Directive 1:
Answer these from the forum thread on Transmeta CPUs, one line each:
(a) In what package does debs3759 believe all Transmeta CPUs came?
(b) What software did Transmeta's cores run, according to Horizons?
(c) Which Intel processor does dionb say was designed as a Transmeta-killer?

Source extract:
VOGONS


Rarest CPUs?

Topic actions

Reply 120 of 442, by debs3759

User metadata
Rank Oldbie
Rank
Oldbie

I believe that all Transmeta CPUs were BGA. Certainly never come across one that wasn't.

See my graphics card database at www.gpuzoo.com
Constantly being worked on. Feel free to message me with any corrections or details of cards you would like me to research and add.

Reply 121 of 442, by Horizons

User metadata
Rank Newbie
Rank
Newbie
feipoa wrote:

Oh wow, I totally forgot about Transmeta. Didn't their CPUs rely on some kind of software decoding compared to the conventional CPU? I sorta remember something like that. I don't own any Transmeta chips. Not sure if they had a PGA package. There's something about a PGA which makes me want to collect the chip.

Yep. Transmeta's cores ran Code Morphing Software, which dynamically translated code streams to an internal VLIW instruction set. If you're interested in the technical details, there's some great articles on RealWorldTech about them.

In reality, it didn't work all that well.

Reply 122 of 442, by dionb

User metadata
Rank l33t++
Rank
l33t++
Horizons wrote:

[...]

In reality, it didn't work all that well.

Actually it did. Even with all the delays and unexpected ramping up of speeds by Intel &co, when it hit the market the Crusoe did what it was supposed to, which was deliver the best x86 performance per Watt. The only problem was that at the time no one was interested - and that Transmeta couldn't ramp up performance/speed (due to being stuck on outdated process technology compared to AMD and Intel) to be competitive in the high end. But that had nothing to do with the concepts or even the engineering implementation, which were sound.

Intel clearly took notice, as they copied the design philosophy of maximizing performance per Watt for the Pentium M, even if they chose a very different route to get there. That Pentium M was specifically designed as a Transmeta-killer (and its release was the final nail in their coffin) and is the granddaddy of all subsequent Intel Core CPUs, so you could even argue that the success of the Transmeta design (even if it was a commercial flop) was responsible for pushing Intel towards the most succesful designs in recent history 😉

Reply 123 of 442, by Horizons

User metadata
Rank Newbie
Rank
Newbie
dionb wrote:
Horizons wrote:

[...]

In reality, it didn't work all that well.

Actually it did. Even with all the delays and unexpected ramping up of speeds by Intel &co, when it hit the market the Crusoe did what it was supposed to, which was deliver the best x86 performance per Watt. The only problem was that at the time no one was interested - and that Transmeta couldn't ramp up performance/speed (due to being stuck on outdated process technology compared to AMD and Intel) to be competitive in the high end. But that had nothing to do with the concepts or even the engineering implementation, which were sound.

Directive 2: Rewrite the stretch of the rows from their start through the line containing "negative clicks: (649, 466) (829, 409)", substituting "bounding box" for each "box" and leaving everything else unchanged. Return only those lines.

Provided information:
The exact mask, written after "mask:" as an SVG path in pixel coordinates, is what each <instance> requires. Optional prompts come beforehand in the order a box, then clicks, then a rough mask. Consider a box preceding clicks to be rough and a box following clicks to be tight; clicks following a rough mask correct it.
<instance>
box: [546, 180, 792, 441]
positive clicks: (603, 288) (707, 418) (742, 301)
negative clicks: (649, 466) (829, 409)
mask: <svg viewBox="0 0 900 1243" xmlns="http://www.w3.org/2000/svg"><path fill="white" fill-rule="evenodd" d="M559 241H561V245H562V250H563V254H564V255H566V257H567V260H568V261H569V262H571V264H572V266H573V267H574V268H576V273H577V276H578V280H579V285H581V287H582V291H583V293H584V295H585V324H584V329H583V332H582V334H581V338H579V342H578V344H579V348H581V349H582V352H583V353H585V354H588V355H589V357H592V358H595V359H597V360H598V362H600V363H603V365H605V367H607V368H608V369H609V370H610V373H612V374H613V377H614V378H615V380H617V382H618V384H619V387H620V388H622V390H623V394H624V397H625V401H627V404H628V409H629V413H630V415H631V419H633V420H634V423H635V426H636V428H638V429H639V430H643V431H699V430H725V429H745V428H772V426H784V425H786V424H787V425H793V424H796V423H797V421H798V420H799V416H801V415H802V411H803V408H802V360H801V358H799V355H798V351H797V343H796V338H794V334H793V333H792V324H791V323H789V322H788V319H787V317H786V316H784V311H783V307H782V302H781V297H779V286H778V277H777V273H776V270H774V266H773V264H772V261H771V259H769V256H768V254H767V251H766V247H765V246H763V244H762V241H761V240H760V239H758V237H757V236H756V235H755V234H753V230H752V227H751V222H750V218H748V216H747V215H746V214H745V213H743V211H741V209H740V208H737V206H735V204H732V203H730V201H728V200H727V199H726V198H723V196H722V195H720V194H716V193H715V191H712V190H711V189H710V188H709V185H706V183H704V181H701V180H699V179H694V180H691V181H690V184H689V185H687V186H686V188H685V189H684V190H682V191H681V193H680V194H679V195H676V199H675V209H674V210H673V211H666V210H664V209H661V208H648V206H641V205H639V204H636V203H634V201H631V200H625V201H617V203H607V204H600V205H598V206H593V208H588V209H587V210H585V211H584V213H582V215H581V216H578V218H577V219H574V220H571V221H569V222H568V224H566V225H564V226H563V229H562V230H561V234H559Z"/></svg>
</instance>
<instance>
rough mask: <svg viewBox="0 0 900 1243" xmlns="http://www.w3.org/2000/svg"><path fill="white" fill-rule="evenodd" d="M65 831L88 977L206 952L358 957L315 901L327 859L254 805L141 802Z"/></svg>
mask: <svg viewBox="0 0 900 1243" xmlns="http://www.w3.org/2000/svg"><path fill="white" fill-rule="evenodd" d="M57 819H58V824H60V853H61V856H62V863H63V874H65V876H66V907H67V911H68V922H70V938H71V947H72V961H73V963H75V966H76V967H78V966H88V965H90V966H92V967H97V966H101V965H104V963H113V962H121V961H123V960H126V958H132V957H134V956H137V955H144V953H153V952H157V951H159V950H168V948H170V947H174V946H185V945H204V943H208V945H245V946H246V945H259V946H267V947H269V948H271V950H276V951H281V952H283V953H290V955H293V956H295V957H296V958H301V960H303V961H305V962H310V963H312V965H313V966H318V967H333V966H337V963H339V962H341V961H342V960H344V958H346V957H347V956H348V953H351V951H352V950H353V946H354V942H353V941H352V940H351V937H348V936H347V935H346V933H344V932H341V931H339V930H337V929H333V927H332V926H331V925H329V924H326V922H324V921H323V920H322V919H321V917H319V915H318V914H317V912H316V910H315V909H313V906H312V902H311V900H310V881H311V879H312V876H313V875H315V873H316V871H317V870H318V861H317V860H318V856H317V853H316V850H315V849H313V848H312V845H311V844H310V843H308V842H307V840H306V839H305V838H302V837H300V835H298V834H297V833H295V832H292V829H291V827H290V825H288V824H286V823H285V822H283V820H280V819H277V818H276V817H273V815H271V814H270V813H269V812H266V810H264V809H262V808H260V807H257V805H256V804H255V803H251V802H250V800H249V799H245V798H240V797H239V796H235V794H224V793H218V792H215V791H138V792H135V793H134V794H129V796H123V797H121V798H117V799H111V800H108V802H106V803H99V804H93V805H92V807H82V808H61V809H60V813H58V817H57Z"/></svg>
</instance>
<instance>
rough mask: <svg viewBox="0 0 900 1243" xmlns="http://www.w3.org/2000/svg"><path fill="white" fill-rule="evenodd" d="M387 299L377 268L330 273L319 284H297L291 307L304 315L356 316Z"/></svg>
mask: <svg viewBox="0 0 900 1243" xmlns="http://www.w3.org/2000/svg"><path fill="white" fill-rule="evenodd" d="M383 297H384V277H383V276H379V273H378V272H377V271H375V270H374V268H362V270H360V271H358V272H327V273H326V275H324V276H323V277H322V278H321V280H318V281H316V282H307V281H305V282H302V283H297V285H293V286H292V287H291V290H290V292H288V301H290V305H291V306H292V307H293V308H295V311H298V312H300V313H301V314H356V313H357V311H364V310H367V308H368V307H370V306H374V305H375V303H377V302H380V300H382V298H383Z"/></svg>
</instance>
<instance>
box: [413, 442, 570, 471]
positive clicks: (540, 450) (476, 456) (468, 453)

Response area 1:
(a) BGA
(b) Code Morphing Software
(c) The Pentium M

Response area 2:
The exact mask, written after "mask:" as an SVG path in pixel coordinates, is what each <instance> requires. Optional prompts come beforehand in the order a bounding box, then clicks, then a rough mask. Consider a bounding box preceding clicks to be rough and a bounding box following clicks to be tight; clicks following a rough mask correct it.
<instance>
bounding box: [546, 180, 792, 441]
positive clicks: (603, 288) (707, 418) (742, 301)
negative clicks: (649, 466) (829, 409)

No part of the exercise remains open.